Given request: Could you update the data below from the line containing "the red maple" through the end, changing "For this part of the lesson" to "In this section of the lesson" and leaving everything else as is? Return only those lines.

Material supplied:
__________________________________________________

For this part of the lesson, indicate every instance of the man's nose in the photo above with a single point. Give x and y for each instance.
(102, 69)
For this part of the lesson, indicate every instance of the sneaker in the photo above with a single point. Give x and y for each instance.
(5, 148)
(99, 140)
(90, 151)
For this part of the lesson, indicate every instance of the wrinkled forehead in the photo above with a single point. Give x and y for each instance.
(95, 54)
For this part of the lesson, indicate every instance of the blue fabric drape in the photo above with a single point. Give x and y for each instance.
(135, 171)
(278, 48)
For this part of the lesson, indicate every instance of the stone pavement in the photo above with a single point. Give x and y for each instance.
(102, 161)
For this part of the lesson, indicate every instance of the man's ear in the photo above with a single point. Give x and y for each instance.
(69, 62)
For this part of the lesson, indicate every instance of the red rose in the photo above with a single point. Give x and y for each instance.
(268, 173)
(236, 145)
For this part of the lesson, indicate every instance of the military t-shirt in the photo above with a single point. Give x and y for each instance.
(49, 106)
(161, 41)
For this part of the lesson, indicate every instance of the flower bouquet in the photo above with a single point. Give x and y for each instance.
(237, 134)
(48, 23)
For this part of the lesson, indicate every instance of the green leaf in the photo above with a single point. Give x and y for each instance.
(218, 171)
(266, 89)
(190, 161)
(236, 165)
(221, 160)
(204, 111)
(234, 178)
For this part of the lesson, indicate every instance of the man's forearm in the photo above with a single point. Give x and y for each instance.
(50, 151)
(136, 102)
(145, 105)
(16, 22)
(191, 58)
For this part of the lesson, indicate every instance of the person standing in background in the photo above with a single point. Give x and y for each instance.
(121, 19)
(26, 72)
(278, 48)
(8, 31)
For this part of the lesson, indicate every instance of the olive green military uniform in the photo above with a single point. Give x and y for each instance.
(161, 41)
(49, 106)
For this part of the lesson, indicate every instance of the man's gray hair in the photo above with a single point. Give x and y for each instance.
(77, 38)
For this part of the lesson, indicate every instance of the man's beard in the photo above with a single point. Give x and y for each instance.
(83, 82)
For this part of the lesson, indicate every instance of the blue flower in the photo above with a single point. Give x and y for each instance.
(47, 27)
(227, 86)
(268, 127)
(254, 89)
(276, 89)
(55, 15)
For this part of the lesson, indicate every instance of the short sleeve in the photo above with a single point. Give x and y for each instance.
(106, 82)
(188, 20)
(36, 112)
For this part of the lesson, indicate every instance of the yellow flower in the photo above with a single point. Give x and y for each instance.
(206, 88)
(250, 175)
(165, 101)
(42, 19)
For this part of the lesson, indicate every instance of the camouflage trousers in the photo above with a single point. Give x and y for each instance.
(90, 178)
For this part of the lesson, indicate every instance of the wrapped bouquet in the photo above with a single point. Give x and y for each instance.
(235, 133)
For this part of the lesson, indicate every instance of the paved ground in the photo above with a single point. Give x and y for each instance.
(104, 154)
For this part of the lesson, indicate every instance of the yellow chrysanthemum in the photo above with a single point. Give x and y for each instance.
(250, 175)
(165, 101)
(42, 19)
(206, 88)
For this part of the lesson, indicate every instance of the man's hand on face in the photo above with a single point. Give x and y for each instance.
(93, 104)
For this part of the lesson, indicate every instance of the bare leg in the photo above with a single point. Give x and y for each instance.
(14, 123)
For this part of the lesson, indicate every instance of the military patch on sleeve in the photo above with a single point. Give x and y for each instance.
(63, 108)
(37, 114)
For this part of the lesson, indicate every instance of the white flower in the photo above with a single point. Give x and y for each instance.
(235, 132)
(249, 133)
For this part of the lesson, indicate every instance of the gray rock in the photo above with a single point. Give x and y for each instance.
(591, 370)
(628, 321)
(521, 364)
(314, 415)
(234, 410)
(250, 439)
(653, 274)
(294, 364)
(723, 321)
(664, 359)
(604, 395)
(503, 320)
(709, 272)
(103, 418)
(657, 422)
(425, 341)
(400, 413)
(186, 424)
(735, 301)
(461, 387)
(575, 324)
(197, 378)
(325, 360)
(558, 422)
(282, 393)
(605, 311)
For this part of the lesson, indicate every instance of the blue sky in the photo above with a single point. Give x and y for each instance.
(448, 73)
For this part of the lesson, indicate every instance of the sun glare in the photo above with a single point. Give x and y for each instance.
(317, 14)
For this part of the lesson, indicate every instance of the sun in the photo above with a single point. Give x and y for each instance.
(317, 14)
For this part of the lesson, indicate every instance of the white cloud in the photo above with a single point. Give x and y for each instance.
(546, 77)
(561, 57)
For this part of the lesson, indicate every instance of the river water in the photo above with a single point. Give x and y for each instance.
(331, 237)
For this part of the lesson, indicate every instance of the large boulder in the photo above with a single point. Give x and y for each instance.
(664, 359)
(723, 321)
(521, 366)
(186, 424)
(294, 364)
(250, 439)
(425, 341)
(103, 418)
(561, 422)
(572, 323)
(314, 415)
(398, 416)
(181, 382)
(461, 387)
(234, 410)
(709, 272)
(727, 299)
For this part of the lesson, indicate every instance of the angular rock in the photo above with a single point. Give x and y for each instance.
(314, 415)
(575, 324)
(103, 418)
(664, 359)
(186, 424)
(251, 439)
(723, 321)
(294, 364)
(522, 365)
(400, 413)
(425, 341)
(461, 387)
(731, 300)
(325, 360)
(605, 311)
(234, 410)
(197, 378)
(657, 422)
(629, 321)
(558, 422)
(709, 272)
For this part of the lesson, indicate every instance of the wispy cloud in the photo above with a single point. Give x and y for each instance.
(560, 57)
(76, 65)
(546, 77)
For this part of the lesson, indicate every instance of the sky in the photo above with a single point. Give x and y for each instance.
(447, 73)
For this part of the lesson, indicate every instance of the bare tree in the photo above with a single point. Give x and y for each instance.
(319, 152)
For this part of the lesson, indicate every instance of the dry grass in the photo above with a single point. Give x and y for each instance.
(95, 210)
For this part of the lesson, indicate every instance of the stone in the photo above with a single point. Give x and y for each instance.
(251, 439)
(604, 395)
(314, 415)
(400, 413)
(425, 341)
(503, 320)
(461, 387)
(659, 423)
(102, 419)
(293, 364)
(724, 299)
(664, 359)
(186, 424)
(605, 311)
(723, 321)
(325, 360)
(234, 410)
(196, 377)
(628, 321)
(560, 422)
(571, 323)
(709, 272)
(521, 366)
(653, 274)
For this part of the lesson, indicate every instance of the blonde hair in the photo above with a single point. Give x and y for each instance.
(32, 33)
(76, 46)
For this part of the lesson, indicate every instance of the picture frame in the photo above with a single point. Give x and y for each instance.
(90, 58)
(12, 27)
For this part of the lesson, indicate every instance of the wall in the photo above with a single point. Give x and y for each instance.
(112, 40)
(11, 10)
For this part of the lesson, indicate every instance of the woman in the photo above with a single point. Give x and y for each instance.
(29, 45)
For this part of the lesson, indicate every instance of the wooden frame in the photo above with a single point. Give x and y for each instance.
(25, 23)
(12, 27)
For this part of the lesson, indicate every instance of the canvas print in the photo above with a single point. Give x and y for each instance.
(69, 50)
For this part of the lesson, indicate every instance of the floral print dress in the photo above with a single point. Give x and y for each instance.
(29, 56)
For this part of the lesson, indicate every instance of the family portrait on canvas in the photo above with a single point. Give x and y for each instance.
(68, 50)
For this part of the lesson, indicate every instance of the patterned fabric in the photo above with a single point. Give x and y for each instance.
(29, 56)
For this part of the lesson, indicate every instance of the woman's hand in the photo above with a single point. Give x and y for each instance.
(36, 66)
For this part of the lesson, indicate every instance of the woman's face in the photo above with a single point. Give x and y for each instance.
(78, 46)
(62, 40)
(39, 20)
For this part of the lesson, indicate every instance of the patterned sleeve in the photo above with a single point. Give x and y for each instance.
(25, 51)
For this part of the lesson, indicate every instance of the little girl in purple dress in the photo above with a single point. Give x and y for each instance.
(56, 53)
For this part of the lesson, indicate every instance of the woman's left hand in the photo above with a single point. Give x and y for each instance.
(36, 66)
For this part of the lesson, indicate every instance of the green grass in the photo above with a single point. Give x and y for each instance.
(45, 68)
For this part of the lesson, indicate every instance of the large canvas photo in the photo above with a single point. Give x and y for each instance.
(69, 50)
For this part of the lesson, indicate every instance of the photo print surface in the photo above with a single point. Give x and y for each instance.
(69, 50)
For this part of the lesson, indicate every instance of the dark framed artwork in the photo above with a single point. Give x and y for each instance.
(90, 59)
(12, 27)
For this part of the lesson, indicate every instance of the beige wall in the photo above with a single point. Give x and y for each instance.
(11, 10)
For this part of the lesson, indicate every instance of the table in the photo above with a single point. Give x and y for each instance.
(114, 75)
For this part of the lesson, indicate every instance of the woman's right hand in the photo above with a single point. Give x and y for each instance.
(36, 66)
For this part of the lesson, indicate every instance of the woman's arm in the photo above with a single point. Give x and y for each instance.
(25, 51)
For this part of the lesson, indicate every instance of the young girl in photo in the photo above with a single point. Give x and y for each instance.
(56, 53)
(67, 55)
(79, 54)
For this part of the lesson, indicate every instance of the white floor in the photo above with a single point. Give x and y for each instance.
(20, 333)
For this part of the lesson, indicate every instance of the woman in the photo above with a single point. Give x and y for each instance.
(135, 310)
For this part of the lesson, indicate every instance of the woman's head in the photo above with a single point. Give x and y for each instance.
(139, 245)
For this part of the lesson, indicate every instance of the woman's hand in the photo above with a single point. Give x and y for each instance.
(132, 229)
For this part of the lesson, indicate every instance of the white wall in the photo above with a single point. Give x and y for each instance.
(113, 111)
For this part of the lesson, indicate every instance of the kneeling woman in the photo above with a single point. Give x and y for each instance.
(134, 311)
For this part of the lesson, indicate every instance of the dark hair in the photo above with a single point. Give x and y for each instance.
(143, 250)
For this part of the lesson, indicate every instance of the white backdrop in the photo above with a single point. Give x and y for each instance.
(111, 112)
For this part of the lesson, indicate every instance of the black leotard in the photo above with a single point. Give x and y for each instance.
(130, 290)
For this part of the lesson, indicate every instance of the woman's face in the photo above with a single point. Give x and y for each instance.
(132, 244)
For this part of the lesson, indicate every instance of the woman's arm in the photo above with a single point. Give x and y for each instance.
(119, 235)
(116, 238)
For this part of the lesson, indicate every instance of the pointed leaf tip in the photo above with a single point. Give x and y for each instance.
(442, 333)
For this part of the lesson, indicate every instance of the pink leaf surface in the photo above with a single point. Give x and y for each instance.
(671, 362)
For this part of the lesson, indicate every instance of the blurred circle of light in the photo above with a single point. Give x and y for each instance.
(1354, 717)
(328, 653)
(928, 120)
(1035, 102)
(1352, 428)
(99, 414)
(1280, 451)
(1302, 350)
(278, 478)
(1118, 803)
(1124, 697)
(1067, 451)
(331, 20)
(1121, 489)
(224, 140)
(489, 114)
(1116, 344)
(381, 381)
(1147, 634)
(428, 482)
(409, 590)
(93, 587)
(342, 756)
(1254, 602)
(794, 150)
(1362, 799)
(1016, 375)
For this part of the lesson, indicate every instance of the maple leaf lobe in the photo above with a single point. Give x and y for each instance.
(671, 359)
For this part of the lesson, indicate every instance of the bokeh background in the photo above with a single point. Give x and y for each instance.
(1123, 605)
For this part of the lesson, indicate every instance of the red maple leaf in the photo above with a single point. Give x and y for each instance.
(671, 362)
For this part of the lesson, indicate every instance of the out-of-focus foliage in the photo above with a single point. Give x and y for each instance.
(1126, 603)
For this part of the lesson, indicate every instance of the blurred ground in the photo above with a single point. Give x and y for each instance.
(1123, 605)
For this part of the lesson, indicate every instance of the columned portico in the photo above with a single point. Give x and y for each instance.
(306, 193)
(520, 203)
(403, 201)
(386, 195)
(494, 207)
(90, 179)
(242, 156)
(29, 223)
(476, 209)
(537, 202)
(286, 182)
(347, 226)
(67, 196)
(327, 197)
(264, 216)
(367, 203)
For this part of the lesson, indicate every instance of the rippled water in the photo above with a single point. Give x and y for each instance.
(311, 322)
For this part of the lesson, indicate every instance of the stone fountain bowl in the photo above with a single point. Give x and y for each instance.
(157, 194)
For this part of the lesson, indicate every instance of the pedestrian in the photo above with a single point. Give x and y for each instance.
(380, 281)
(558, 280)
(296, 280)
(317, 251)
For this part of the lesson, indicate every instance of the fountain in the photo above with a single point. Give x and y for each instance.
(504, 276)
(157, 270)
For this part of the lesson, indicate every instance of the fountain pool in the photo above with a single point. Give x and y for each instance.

__________________________________________________

Result for this task:
In this section of the lesson, indicate every instance of the red maple leaf in the photo above with a single point. Give x and y for each instance.
(671, 362)
In this section of the lesson, indicate every instance of the out-of-focus foliage in the photo above with a single point. Give x and y for each instance.
(1126, 603)
In this section of the lesson, indicate every instance of the blurred ground in the photo above with a single point. Give x and y for each instance.
(1123, 605)
In this section of the lesson, indicate every instance of the columned portico in the photo above with a single point. Give x and y for each instance.
(306, 193)
(520, 203)
(403, 201)
(386, 195)
(494, 207)
(90, 179)
(242, 156)
(29, 223)
(476, 209)
(537, 202)
(286, 182)
(347, 226)
(67, 196)
(327, 197)
(264, 216)
(367, 203)
In this section of the lesson, indicate every instance of the rippled water in the photo above with a single point. Give x and y for each instance.
(311, 322)
In this section of the lesson, indicate every instance of the stone fountain bowl in the photo above with a single point. Give x and y for each instance.
(157, 194)
In this section of the lesson, indicate every instance of the pedestrian in the photo above with a single point. Give x and y for each instance.
(380, 281)
(558, 280)
(296, 280)
(317, 251)
In this section of the lesson, indicate every instance of the fountain in the photo above with a single point. Give x and y for each instance.
(504, 276)
(157, 270)
In this section of the lesson, indicate every instance of the fountain pool in the photo above with a single point. Give x and y for each instance.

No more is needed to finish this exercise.